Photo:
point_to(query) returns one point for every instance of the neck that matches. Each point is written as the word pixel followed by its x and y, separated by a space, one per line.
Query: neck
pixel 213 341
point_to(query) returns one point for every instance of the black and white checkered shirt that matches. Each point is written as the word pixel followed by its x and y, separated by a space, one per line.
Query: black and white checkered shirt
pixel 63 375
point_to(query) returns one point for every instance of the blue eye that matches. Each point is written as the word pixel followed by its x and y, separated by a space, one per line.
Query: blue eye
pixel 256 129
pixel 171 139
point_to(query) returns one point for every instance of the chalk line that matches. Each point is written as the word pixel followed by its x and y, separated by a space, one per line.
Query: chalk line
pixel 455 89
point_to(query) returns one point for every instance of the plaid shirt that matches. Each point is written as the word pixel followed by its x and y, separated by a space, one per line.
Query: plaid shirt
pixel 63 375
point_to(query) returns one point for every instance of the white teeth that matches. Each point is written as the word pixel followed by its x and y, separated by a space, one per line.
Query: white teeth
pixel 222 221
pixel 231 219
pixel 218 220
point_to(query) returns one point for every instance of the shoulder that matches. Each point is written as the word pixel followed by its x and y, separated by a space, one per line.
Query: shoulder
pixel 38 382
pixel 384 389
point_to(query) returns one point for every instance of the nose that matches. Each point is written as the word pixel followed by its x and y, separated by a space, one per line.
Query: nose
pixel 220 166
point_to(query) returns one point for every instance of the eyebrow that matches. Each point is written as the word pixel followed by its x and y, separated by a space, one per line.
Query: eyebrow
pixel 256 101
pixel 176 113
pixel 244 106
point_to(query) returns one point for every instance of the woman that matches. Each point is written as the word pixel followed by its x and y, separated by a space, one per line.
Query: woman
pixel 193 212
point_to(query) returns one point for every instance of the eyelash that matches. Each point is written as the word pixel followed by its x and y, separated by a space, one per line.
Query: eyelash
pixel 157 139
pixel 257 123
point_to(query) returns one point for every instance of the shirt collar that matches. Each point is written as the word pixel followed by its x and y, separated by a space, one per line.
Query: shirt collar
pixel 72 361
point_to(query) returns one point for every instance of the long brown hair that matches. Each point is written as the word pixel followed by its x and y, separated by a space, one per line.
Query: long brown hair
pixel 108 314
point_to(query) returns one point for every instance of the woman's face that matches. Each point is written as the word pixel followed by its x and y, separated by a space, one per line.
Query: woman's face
__________________________________________________
- What is being asked -
Rewrite every line of the listing above as a numbered list, skipping any blank lines.

- Result of the task -
1. Photo:
2. point_to(query) returns one point for every instance of the neck that matches. Each point is written as the word pixel followed by its x and y, separated by a space, one per line.
3. Query: neck
4. pixel 213 341
5. point_to(query) returns one point for every instance of the black and white checkered shirt that matches. Each point is written as the word pixel followed by its x and y, separated by a space, one per line.
6. Query: black and white checkered shirt
7. pixel 63 375
8. point_to(query) returns one point for every instance of the blue eye that matches. Each point is written as the word pixel followed by its x and y, separated by a space, one per line.
9. Query: blue eye
10. pixel 256 129
11. pixel 171 139
12. point_to(query) returns one point for every instance of the chalk line that matches. Each point is written as the word pixel followed by its x and y, separated by a space, one per line.
13. Query: chalk line
14. pixel 455 89
15. point_to(query) returns one point for every instance of the plaid shirt that matches. Each point is written as the word pixel followed by its x and y, separated by a space, one per line.
16. Query: plaid shirt
17. pixel 63 375
18. point_to(query) returns one point for every instance of the white teeth that matches. Each point is written as the word pixel followed by its x and y, separated by a space, one per line.
19. Query: white teeth
20. pixel 222 221
21. pixel 231 219
22. pixel 218 220
23. point_to(query) returns one point for every instance of the shoulder that matches. Each point is written as the word pixel followed by its x and y, separated by a space, one per line.
24. Query: shoulder
25. pixel 38 382
26. pixel 384 389
27. point_to(query) returns one point for every instance of the nose that matches. Each point is written as the word pixel followed by its x and y, separated by a space, one per line.
28. Query: nose
29. pixel 220 166
30. point_to(query) returns one point for every instance of the eyebrow that matches. Each point is written as the word pixel followed by its x and y, separated by a space, one per line.
31. Query: eyebrow
32. pixel 256 101
33. pixel 176 113
34. pixel 244 106
35. point_to(query) returns one point for every instance of the woman that matches. Each point is written as the word pixel followed by its x and y, separated by a space, one per line.
36. Query: woman
37. pixel 193 212
38. point_to(query) returns one point for every instance of the eyelash that matches. Each point is written as the word pixel followed by its x and y, separated by a space, one per line.
39. Query: eyelash
40. pixel 157 139
41. pixel 257 123
42. point_to(query) returns one point for every instance of the shirt collar that matches. Each point is written as the word pixel followed by its x and y, separated by a space, one per line.
43. Query: shirt collar
44. pixel 72 361
45. point_to(query) returns one point for every instance of the long brown hair that matches. Each point is written as the word pixel followed by its x and y, separated by a space, one per line.
46. Query: long brown hair
47. pixel 108 314
48. point_to(query) returns one point for every instance of the woman's face that matches. Each point is written as the word pixel followed by its x and y, separated by a space, one per line.
49. Query: woman's face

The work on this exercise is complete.